== Data for this task ==

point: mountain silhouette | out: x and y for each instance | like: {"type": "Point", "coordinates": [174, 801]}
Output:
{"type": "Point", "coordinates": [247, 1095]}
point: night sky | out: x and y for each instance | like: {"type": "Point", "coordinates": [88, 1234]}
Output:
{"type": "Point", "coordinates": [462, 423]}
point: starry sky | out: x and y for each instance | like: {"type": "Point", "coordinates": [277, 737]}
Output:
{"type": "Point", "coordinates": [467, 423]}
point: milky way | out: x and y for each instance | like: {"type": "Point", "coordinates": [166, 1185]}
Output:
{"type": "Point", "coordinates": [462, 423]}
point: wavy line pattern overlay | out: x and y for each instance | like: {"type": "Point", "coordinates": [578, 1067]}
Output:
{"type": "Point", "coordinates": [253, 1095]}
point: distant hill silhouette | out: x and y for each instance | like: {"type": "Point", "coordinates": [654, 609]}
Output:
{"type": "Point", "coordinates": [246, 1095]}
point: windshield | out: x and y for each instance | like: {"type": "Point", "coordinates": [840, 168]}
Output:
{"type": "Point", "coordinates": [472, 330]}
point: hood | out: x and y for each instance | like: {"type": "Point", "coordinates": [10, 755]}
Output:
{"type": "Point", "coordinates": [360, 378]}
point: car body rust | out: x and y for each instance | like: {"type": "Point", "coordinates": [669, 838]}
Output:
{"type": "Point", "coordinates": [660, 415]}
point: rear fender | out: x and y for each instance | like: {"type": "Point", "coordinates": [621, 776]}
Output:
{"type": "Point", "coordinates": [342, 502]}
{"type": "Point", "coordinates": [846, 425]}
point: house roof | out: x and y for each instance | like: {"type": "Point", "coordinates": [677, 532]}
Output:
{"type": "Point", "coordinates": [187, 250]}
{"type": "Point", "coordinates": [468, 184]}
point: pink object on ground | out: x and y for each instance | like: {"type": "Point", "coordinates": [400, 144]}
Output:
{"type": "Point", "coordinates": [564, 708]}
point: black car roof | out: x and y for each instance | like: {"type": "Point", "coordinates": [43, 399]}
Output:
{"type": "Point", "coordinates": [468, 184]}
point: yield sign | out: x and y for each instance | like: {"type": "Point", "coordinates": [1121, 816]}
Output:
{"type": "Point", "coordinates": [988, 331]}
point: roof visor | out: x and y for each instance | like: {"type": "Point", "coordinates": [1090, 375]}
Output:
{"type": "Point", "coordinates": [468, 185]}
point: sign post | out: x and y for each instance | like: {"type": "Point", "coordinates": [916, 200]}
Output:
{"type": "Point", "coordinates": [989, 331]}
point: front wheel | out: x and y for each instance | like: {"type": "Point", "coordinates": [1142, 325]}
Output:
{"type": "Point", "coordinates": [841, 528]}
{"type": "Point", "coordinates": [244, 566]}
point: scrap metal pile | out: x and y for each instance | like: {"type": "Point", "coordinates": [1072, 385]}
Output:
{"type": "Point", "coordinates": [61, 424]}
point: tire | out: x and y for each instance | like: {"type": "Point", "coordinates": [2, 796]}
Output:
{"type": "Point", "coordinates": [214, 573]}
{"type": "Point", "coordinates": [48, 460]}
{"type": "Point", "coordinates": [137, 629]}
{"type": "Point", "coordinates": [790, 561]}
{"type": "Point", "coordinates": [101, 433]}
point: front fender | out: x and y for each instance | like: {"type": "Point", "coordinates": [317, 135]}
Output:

===

Exercise instructions: Only the lines from the one holding "point: tire |" to the end of the entries above belong in the answer, each copied exactly.

Result of this task:
point: tire | out: x and y for each instance | like: {"type": "Point", "coordinates": [2, 796]}
Output:
{"type": "Point", "coordinates": [214, 573]}
{"type": "Point", "coordinates": [48, 460]}
{"type": "Point", "coordinates": [137, 629]}
{"type": "Point", "coordinates": [790, 561]}
{"type": "Point", "coordinates": [101, 433]}
point: front fender | out: x and y for each instance | like: {"type": "Point", "coordinates": [317, 135]}
Output:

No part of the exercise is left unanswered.